Provided data:

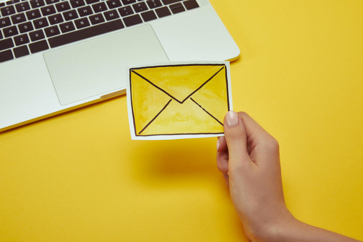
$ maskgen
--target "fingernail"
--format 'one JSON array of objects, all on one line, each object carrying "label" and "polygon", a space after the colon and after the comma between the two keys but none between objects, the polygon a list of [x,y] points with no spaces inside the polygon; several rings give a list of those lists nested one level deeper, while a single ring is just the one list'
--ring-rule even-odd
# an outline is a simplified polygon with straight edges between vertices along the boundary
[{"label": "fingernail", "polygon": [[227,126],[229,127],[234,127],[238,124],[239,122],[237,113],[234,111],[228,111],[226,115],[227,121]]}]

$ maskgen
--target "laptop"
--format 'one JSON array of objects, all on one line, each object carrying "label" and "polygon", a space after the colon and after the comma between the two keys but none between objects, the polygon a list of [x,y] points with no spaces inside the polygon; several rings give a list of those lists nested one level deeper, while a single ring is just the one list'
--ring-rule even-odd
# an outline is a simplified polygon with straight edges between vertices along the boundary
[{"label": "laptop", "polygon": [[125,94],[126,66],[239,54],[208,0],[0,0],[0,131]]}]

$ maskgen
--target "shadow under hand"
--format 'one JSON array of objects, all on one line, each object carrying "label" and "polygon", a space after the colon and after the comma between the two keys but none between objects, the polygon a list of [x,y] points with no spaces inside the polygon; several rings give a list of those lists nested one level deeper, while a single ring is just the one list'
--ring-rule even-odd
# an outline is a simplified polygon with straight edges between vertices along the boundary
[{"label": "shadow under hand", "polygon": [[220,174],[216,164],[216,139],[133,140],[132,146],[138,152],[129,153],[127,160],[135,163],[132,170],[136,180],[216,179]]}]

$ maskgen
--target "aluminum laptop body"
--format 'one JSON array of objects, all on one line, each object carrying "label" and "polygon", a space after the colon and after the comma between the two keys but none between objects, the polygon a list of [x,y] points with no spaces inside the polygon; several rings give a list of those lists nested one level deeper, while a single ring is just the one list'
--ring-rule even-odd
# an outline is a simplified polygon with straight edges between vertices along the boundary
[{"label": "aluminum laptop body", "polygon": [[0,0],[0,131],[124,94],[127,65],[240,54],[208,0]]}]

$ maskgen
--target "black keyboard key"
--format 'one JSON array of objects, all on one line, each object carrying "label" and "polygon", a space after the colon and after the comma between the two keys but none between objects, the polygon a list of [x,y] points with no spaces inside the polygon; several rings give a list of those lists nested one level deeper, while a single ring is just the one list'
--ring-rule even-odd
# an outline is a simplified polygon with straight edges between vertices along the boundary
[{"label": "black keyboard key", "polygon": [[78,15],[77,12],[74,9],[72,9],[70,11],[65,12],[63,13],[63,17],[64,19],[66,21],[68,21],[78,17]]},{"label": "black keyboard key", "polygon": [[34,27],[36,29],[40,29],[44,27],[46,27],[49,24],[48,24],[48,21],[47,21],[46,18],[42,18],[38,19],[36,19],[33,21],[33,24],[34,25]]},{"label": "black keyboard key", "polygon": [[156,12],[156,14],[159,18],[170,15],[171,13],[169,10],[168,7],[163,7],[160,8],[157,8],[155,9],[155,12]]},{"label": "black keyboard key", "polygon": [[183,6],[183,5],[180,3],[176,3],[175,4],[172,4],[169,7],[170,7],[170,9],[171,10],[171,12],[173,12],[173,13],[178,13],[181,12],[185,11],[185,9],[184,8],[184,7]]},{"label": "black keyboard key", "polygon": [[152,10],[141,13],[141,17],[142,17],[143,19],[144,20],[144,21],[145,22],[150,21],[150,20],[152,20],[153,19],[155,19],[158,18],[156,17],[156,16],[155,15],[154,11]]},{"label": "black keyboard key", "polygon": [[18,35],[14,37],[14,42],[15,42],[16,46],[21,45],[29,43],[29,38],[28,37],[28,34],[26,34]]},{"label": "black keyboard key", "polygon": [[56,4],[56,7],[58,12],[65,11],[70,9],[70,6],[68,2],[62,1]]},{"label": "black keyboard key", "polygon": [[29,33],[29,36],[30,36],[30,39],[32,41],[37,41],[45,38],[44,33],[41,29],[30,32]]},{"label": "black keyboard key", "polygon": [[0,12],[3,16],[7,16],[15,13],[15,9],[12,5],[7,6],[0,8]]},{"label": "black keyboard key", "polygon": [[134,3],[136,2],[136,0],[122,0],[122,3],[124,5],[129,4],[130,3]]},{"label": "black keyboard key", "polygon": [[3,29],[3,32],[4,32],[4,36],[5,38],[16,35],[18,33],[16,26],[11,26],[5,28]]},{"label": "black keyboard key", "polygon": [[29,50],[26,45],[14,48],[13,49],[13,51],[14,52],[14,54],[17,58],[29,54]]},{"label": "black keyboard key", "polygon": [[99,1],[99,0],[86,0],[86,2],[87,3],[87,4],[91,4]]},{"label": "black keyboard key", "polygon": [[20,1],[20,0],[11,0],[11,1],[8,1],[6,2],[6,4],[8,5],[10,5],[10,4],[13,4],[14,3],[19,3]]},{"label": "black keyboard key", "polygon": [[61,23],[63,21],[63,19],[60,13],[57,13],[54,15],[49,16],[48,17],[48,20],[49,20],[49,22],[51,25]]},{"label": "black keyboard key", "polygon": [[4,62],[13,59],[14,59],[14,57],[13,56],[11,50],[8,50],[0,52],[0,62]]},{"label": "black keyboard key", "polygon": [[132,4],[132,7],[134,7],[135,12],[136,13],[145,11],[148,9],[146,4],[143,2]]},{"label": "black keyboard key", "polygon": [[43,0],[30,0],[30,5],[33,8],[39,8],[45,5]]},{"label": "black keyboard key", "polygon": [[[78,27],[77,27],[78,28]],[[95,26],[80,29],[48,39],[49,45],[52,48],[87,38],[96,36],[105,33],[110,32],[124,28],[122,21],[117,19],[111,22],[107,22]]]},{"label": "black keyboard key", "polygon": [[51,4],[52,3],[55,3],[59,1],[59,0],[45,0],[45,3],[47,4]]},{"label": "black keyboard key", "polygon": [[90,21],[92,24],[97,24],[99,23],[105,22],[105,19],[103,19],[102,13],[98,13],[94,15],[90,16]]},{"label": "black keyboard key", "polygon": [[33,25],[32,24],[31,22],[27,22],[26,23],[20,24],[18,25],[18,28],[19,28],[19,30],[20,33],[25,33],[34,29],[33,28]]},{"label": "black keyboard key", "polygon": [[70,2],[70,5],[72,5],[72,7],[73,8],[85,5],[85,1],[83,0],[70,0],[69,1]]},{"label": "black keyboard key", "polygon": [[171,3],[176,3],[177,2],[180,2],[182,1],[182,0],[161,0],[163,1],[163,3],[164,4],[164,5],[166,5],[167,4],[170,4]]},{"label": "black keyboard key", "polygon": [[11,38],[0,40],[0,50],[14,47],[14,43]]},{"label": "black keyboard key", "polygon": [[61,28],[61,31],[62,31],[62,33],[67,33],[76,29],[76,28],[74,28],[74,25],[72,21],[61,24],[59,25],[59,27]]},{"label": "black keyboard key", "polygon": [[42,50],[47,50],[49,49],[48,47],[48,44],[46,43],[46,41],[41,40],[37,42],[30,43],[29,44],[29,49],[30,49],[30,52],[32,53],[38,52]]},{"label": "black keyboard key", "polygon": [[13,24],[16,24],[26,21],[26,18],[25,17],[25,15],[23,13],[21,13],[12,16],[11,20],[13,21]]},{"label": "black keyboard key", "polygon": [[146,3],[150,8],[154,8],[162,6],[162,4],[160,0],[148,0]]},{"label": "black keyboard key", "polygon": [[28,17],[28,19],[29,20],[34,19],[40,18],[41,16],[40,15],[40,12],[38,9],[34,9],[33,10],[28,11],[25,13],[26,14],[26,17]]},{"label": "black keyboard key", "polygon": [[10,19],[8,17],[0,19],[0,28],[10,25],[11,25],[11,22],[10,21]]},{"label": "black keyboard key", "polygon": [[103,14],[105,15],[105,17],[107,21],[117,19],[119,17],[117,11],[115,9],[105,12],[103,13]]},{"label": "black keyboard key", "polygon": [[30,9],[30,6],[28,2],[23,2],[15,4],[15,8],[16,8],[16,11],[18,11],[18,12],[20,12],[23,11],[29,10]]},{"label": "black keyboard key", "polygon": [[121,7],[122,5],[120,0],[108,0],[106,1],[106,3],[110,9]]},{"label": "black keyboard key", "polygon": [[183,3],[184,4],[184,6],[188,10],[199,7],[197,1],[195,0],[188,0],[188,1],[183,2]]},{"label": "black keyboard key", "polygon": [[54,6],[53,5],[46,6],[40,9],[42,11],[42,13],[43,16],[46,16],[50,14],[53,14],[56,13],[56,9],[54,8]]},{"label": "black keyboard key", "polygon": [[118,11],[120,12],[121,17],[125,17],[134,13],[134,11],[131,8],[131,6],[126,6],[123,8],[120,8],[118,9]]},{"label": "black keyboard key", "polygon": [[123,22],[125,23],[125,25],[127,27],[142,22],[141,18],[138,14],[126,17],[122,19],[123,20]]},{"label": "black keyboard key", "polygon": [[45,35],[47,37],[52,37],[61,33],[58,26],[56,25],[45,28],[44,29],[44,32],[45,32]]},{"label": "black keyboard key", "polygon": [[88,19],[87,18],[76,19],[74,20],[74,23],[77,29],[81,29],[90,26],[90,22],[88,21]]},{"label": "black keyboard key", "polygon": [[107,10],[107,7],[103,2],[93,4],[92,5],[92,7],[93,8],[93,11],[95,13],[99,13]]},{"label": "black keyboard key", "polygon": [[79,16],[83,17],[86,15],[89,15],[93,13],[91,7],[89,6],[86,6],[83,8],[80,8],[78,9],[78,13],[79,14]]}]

Requirements: Extract every line of the records that contains the string "target".

Problem solution:
--target "fingernail"
--target "laptop"
--target "shadow under hand"
--target "aluminum laptop body"
--target "black keyboard key"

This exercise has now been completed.